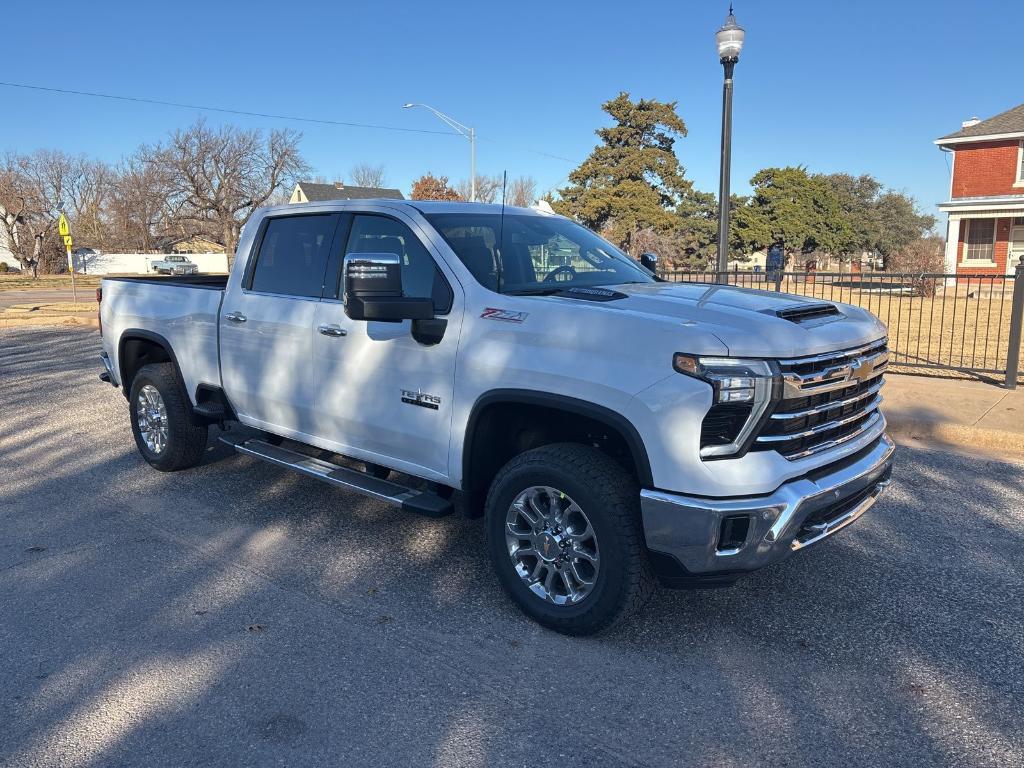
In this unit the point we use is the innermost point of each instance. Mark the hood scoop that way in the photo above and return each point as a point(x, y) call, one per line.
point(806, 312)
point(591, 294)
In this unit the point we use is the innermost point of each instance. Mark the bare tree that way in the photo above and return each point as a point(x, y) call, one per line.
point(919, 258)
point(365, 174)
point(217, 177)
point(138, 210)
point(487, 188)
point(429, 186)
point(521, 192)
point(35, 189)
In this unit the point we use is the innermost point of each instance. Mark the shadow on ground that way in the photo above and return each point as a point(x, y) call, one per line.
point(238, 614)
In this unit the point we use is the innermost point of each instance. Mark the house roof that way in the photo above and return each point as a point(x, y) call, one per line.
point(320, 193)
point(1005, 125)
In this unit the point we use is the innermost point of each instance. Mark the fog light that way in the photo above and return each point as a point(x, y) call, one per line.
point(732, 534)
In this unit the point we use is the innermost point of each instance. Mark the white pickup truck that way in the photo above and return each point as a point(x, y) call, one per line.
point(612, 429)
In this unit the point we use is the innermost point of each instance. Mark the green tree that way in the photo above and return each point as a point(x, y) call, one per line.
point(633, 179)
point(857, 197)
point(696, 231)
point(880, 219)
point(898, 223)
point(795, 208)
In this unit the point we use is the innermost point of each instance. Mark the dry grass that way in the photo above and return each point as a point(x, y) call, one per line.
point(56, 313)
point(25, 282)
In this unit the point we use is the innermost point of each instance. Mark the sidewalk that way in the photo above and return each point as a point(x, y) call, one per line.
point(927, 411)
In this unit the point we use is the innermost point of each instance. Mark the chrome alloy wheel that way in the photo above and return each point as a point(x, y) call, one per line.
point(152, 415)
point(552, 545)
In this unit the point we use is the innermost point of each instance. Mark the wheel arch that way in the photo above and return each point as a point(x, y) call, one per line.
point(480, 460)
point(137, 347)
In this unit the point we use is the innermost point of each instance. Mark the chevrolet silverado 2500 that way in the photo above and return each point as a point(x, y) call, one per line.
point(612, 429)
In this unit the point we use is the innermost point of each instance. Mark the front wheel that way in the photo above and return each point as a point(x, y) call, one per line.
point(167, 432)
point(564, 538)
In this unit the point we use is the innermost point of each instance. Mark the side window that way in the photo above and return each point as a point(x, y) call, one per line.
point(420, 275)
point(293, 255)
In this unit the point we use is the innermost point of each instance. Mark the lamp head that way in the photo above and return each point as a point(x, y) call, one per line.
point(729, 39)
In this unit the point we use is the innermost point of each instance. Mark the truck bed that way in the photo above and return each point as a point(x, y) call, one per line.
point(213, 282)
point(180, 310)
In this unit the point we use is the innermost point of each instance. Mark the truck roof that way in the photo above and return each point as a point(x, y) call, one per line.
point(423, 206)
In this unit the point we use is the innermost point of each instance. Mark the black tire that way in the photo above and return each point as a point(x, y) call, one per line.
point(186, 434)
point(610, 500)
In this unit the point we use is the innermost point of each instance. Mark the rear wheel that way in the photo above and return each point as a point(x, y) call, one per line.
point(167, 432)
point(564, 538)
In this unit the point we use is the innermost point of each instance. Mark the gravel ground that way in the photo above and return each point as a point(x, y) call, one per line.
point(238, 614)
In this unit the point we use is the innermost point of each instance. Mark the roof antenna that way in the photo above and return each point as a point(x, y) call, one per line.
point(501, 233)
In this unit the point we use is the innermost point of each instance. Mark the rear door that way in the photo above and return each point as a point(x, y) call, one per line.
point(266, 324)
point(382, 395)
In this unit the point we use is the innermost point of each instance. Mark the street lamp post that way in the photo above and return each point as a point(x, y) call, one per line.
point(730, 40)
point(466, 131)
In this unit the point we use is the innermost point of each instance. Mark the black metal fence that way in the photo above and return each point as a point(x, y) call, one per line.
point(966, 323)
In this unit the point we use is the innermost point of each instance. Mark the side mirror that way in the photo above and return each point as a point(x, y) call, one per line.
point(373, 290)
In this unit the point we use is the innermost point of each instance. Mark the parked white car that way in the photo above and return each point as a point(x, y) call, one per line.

--

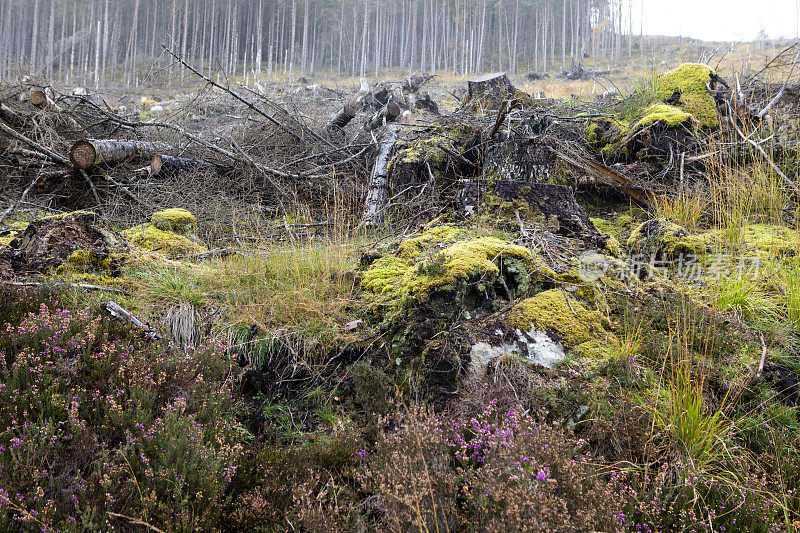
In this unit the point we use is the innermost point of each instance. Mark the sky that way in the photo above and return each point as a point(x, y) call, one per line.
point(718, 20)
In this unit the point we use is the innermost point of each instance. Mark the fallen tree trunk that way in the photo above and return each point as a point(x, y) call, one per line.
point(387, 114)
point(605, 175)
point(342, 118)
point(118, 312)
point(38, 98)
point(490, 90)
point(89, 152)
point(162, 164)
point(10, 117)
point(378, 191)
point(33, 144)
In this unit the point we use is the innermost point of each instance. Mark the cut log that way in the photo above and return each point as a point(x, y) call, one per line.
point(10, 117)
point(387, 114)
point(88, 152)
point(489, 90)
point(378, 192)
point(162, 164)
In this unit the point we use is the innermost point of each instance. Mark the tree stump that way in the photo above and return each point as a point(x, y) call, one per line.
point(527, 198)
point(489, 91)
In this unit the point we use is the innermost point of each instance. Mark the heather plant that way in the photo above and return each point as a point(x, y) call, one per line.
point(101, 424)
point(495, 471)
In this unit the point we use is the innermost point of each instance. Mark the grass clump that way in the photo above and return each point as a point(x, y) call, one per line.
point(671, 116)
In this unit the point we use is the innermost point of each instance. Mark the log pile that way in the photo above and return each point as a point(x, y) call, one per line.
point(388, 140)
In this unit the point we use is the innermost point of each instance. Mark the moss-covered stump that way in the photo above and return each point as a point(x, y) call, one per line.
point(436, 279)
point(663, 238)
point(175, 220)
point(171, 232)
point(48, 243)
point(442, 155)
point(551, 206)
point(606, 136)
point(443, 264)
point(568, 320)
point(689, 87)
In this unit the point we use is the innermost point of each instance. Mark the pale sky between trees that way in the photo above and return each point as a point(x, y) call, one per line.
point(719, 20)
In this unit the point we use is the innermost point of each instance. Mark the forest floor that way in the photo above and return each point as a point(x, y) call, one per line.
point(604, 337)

EXERCISE TASK: Rescale the records from the line that contains "Mark the pale" through the line that contains "point(604, 337)", inclusive. Reproduce every line, with the requests unchanged and each x and y coordinate in the answer points multiplied by 2 and rounded to a whole number, halves up.

OUTPUT FOR THIS TASK:
In this unit the point we use is the innermost point of each instance. Mark the pale sky between trees that way in the photo above and return each point as a point(x, y) call, one per line.
point(1438, 40)
In this unit the point we use is the innermost point of each instance. Mark the forest floor that way in the photo above and return each point as a point(x, y) call, one per line.
point(1208, 674)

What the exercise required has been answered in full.